▶ [Work order 1]:
Answer these questions about the excerpt on HIPAA changes:
(a) What is the dollar amount of the American Recovery and Reinvestment Act of 2009?
(b) To whom do breach notification laws now apply?
(c) What report must HHS post annually?
▶ [Work order 2]: Repeat the part of the excerpt on HIPAA changes that opens with the words containing "This week, U.S." and closes with "implementation and exchange.".
▶ [Work order 3]: Summarize the excerpt on HIPAA changes in two sentences.

▶ [Excerpt]:
* * * * *

This week, U.S. President Barack Obama signed into law a $787 billion economic American Recovery and Reinvestment Act of 2009 that includes provisions for heightened enforcement of HIPAA and stiffer penalties for privacy and security violations, as well as sets aside billions of dollars to invest into electronic health records implementation and exchange.
The Act also calls for extended HIPAA security provisions to business associates (BA). Here is a breakdown of some major effects the stimulus package will have on HIPAA, courtesy of Chris Apgar, CISSP, president, Apgar & Associates in Portland, OR: Breach notification laws now apply to covered entities, BAs and personal health record vendors. Notification is required for the breach of medical information (i.e., PHI) that is not “protected.” Generally this would mean encrypted but the bill is silent on whether the medical information is electronic or paper so it is better to assume that—contrary to most state laws—notification is now also required if there is a breach of paper medical information.
Covered entities need to amend BA agreements to reflect the new changes. HHS is required to post a report annually listing all covered entities and BA to which it has levied fines, issued corrective action plans or provided technical assistance to correct a violation. State attorneys general can take action to seek damages and/or fines for privacy and security violations in their states. HHS can trump such action. “Willful neglect” (i.e., knowing a privacy and/or security issue exists but refusing to take action to correct such a deficiency) as defined under the current HIPAA enforcement rule can lead to civil penalties. This stimulus package criminalizes willful neglect. Also, the package permits significantly higher fines. Health information organizations (HIO) and regional HIOs (RHIO) are now categorized as BAs and are now required to abide by HIPAA. Also, BA agreements need to be executed between RHIO or HIO participants and the organization managing the RHIO or HIO.

* * * * *

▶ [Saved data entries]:
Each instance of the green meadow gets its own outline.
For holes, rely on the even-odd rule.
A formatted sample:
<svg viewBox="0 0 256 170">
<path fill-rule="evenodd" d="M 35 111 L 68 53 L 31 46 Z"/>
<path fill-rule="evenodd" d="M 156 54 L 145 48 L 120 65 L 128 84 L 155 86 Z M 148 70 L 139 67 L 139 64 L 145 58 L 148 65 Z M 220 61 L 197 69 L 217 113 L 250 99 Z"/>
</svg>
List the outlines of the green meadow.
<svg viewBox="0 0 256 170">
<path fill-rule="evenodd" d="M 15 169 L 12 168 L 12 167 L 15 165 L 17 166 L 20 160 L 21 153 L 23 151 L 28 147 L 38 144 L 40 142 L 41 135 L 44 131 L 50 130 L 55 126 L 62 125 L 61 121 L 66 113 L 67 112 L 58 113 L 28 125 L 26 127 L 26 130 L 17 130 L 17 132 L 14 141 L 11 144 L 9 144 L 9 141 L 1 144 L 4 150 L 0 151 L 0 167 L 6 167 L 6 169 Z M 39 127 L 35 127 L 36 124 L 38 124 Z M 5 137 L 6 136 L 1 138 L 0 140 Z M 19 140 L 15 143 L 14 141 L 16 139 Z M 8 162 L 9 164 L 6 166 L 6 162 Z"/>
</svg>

* * * * *

▶ [Written response 1]:
(a) $787 billion.
(b) Covered entities, business associates (BAs) and personal health record vendors.
(c) A report listing all covered entities and BAs on which it has levied fines, to which it has issued corrective action plans, or to which it has provided technical assistance to correct a violation.

▶ [Written response 2]:
This week, U.S. President Barack Obama signed into law a $787 billion economic American Recovery and Reinvestment Act of 2009 that includes provisions for heightened enforcement of HIPAA and stiffer penalties for privacy and security violations, as well as sets aside billions of dollars to invest into electronic health records implementation and exchange.

▶ [Written response 3]: President Obama signed the American Recovery and Reinvestment Act of 2009, which heightens HIPAA enforcement, stiffens penalties for privacy and security violations, extends HIPAA security provisions to business associates, and sets aside billions of dollars for electronic health records. The act applies breach notification laws to covered entities, business associates and personal health record vendors, criminalizes willful neglect, permits significantly higher fines, and classifies HIOs and RHIOs as business associates that must abide by HIPAA.